Problem requirements — List every line in the listing below that contains the word "carved".

Records to process —

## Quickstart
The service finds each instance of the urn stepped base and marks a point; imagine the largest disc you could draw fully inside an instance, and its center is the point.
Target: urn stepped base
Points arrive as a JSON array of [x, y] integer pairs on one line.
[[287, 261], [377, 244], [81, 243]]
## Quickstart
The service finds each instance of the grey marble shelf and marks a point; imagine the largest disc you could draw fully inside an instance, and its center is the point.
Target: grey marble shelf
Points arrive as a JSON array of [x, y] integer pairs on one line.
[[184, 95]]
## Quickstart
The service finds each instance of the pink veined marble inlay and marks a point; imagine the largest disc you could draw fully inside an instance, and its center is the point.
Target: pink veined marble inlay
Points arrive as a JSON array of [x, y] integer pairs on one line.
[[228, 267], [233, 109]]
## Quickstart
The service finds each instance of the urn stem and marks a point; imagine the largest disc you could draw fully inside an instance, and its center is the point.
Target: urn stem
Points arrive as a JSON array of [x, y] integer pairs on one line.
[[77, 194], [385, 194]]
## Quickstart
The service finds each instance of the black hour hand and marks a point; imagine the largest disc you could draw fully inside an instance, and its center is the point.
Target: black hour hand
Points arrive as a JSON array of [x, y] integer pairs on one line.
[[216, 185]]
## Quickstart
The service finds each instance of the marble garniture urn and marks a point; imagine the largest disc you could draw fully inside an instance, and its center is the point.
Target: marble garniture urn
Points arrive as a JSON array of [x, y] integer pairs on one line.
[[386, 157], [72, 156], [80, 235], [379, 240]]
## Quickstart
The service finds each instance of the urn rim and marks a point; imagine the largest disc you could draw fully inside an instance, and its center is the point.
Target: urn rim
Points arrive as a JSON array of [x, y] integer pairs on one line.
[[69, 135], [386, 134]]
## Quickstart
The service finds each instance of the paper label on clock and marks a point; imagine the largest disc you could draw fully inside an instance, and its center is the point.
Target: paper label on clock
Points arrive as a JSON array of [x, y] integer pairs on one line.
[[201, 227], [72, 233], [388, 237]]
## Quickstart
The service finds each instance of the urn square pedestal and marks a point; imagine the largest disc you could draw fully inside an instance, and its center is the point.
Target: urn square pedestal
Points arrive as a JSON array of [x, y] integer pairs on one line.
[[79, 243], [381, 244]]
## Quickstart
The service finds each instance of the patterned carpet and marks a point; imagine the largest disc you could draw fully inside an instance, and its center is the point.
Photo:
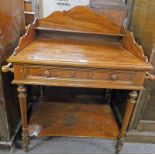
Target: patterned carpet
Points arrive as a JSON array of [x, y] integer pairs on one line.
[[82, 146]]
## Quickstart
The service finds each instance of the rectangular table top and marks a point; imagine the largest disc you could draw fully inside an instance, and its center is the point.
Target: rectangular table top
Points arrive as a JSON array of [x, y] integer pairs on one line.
* * *
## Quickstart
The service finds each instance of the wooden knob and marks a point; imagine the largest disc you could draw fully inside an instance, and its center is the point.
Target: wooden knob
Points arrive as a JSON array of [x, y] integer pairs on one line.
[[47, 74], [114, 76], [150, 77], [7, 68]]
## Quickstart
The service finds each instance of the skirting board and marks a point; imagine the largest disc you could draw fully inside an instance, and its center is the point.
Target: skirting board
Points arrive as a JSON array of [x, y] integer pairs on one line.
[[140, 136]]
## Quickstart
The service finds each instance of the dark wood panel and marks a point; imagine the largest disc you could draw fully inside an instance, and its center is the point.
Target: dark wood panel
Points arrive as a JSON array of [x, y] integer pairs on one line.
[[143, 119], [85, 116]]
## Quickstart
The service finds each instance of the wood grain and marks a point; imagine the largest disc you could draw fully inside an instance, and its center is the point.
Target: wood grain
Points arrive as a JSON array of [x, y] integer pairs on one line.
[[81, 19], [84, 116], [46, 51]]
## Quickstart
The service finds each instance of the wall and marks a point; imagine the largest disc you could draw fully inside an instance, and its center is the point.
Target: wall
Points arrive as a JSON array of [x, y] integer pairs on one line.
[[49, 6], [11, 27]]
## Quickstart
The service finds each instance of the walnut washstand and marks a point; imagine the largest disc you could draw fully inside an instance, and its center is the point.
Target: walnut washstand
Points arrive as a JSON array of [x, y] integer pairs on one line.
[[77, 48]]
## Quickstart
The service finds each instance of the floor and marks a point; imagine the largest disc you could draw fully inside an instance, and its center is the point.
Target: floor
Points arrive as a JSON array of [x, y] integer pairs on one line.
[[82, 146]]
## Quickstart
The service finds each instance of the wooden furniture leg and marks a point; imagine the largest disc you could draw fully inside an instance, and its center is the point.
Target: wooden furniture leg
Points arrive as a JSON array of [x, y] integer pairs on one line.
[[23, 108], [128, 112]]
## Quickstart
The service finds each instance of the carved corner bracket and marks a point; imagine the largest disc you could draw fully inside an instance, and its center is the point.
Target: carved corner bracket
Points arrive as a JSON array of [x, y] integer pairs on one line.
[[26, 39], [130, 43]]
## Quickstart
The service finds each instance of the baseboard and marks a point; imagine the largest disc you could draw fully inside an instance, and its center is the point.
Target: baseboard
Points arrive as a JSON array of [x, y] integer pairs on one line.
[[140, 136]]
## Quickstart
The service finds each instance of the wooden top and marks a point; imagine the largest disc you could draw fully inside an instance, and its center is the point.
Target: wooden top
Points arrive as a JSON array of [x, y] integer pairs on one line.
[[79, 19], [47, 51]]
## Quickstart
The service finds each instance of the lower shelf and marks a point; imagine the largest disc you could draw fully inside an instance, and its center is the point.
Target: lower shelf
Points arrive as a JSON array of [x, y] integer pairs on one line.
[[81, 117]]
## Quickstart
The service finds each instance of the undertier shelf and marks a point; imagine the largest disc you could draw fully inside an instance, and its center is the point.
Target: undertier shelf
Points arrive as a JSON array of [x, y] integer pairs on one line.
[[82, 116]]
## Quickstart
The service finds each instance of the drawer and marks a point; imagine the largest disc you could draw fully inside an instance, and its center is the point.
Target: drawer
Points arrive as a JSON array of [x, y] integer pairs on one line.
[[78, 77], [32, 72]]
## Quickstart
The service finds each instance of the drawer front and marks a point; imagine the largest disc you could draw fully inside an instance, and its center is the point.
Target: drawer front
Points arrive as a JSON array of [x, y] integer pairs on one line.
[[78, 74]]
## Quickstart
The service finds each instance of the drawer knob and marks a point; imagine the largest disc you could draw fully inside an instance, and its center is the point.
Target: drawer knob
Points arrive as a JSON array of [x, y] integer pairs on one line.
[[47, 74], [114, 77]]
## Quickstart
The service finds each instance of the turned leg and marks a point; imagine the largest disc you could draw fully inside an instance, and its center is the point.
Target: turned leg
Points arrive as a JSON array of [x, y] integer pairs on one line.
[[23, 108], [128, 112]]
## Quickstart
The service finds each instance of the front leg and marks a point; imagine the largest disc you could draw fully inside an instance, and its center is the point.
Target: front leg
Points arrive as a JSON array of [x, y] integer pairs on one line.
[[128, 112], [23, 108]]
---
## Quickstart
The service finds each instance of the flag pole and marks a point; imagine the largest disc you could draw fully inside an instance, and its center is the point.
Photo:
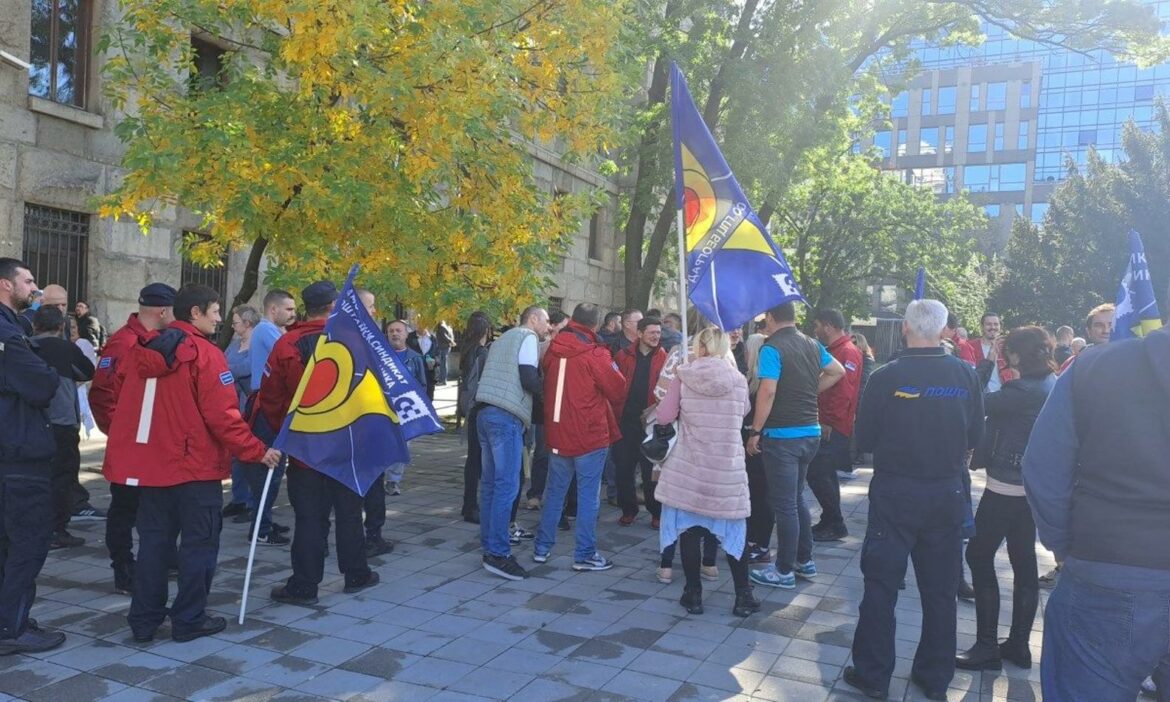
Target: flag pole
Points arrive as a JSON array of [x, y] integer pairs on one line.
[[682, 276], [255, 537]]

Result for this task —
The service finds each instance of the carved corner bracket and marks a point; imagine the largest disc you could draw fully inside an instance, and its center is the point.
Target: carved corner bracket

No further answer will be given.